What to work on:
• a. From the action detection guide, reproduce the passage starting at "This live example" and ending at "the following configuration.".
• b. Name each item in the configuration on which the action detection guide says the process was tested.

··· Selected excerpt ···

Action Detection model
================================

This live example shows how to easily train and validate for spatio-temporal action detection model on the subset of `JHMDB <http://jhmdb.is.tue.mpg.de/>`_.
To learn more about Action Detection task, refer to :doc:`../../../explanation/algorithms/action/action_detection`.

.. note::

  To learn deeper how to manage training process of the model including additional parameters and its modification, refer to :doc:`./detection`.

The process has been tested on the following configuration.

- Ubuntu 20.04
- NVIDIA GeForce RTX 3090
- Intel(R) Core(TM) i9-10980XE
- CUDA Toolkit 11.1

*************************
Setup virtual environment
*************************

1. You can follow the installation process from a :doc:`quick start guide <../../../get_started/installation>`
to create a universal virtual environment for OpenVINO™ Training Extensions.

2. Activate your virtual
environment:

.. code-block::

  .otx/bin/activate
  # or by this line, if you created an environment, using tox
  . venv/otx/bin/activate


***************************
Dataset preparation
***************************

Although we offer conversion codes from `ava dataset format <https://github.com/open-mmlab/mmaction2/blob/master/tools/data/ava/README.md>`_ to `cvat dataset format <https://opencv.github.io/cvat/docs/manual/advanced/xml_format/>`_ from `this code <https://github.com/openvinotoolkit/training_extensions/blob/develop/src/otx/algorithms/action/utils/convert_public_data_to_cvat.py>`_, for easy beginning you can download subset of JHMDB dataset, which already transformed to CVAT format from `this link <https://drive.google.com/file/d/1ZgUYkhOAJ9_-xMCujPJlMLFILuGkhI4X/view?usp=share_link>`_.

··· Material shown ···

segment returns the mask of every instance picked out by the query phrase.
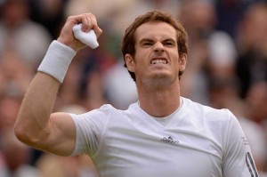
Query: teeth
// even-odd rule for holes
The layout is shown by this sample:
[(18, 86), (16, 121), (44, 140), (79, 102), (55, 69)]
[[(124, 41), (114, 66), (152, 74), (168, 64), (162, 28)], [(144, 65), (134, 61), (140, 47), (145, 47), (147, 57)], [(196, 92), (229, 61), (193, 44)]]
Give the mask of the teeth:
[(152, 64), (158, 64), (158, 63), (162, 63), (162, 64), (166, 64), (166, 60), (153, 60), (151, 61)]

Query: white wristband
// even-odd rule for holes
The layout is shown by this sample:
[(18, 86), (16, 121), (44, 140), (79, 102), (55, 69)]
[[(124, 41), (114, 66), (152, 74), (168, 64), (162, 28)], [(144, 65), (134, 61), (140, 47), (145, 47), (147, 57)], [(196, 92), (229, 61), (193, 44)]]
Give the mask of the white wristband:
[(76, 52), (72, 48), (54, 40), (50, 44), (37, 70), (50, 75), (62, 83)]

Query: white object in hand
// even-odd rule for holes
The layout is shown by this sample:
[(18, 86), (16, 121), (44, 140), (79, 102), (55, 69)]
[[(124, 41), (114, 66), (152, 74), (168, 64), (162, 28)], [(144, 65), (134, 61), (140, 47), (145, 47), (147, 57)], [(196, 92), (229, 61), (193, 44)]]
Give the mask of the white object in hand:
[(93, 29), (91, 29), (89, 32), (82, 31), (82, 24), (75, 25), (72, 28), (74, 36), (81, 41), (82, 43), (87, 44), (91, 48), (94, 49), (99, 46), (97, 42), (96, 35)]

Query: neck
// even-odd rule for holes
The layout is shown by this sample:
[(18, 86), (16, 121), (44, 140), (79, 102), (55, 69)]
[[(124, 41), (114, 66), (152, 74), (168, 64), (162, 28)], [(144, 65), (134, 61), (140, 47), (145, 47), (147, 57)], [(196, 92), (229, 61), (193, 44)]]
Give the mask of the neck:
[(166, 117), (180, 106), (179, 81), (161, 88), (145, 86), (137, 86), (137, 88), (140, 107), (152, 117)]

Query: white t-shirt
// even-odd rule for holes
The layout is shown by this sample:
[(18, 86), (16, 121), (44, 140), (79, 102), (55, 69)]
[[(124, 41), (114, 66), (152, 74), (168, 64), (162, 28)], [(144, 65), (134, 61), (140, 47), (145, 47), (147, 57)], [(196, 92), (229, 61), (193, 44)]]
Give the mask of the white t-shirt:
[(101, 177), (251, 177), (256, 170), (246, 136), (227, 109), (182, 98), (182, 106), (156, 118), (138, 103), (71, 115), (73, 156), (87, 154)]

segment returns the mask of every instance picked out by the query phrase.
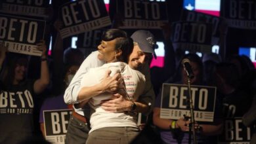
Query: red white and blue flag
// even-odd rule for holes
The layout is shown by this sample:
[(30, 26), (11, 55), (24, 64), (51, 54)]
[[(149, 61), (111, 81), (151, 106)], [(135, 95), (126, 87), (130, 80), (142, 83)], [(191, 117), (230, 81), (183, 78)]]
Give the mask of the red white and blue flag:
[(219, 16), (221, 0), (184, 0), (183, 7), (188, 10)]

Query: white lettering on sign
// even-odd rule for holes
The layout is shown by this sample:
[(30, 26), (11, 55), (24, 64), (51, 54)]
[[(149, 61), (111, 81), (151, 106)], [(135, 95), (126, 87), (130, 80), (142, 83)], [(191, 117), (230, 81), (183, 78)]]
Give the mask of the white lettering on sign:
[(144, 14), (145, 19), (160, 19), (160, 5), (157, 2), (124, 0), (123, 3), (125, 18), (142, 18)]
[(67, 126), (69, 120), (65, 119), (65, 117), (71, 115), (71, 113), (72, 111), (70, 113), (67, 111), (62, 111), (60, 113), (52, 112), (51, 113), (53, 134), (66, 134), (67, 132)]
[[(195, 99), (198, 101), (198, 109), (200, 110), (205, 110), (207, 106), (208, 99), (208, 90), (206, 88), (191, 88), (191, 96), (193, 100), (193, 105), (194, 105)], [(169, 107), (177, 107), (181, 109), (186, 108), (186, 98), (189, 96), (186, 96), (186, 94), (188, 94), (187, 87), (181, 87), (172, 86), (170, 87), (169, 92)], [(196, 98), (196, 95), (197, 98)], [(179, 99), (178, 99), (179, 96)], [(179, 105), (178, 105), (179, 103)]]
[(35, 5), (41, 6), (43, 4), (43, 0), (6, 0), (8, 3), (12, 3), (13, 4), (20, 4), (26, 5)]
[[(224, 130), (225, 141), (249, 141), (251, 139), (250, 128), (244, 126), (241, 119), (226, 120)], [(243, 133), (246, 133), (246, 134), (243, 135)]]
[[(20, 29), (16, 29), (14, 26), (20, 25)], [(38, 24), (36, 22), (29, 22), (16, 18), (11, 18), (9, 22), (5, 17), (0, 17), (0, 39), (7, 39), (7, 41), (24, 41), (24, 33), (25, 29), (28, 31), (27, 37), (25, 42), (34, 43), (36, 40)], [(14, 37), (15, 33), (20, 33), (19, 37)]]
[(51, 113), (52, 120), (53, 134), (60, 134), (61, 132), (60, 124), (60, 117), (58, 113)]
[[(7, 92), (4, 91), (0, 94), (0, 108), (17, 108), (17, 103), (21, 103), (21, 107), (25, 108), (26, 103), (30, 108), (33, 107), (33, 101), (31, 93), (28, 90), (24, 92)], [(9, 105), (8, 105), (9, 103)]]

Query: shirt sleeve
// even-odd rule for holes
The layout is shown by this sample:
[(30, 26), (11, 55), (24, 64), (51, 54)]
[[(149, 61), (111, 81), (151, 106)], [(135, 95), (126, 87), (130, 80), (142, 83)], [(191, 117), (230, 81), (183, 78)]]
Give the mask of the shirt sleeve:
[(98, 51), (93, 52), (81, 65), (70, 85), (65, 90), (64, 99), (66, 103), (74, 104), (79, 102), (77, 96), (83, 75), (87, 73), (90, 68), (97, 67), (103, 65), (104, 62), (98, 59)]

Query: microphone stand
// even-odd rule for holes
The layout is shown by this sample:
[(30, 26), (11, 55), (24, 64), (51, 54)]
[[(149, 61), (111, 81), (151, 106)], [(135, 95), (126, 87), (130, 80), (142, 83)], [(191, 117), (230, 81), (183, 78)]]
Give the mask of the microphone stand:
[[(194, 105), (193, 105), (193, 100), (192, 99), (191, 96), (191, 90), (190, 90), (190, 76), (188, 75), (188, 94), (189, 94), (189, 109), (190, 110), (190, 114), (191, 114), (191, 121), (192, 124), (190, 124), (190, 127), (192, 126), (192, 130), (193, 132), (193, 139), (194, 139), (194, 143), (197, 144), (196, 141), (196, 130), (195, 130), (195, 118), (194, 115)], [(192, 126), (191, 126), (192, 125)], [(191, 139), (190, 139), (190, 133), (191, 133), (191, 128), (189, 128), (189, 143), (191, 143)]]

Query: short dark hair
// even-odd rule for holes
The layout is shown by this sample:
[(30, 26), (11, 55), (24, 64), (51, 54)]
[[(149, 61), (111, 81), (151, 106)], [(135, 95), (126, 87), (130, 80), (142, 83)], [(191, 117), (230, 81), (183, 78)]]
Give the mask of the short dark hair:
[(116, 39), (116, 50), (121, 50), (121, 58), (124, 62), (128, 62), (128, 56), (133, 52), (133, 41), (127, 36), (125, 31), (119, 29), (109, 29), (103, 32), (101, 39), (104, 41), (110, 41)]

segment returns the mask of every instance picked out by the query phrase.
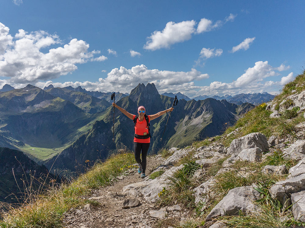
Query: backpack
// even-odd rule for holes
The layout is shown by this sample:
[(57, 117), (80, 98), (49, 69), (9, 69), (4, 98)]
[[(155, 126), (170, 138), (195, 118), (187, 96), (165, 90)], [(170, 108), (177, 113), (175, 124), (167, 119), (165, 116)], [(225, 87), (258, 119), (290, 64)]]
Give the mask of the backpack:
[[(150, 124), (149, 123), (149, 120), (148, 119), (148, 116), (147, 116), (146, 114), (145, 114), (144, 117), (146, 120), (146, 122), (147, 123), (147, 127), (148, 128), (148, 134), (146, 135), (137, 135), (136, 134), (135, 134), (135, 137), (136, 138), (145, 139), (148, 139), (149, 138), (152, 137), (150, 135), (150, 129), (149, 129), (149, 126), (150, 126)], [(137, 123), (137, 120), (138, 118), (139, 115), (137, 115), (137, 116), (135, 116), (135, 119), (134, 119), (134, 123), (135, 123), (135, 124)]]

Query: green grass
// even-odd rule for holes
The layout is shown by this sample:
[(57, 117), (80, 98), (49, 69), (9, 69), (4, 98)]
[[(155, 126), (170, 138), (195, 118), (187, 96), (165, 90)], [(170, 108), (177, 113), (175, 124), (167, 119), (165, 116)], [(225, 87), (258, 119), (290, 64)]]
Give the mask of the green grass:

···

Responses per task:
• a.
This live example shows how to easily train and validate for spatio-temporal action detection model on the subset of `JHMDB <http://jhmdb.is.tue.mpg.de/>`_.
To learn more about Action Detection task, refer to :doc:`../../../explanation/algorithms/action/action_detection`.

.. note::

  To learn deeper how to manage training process of the model including additional parameters and its modification, refer to :doc:`./detection`.

The process has been tested on the following configuration.

• b.
- Ubuntu 20.04
- NVIDIA GeForce RTX 3090
- Intel(R) Core(TM) i9-10980XE
- CUDA Toolkit 11.1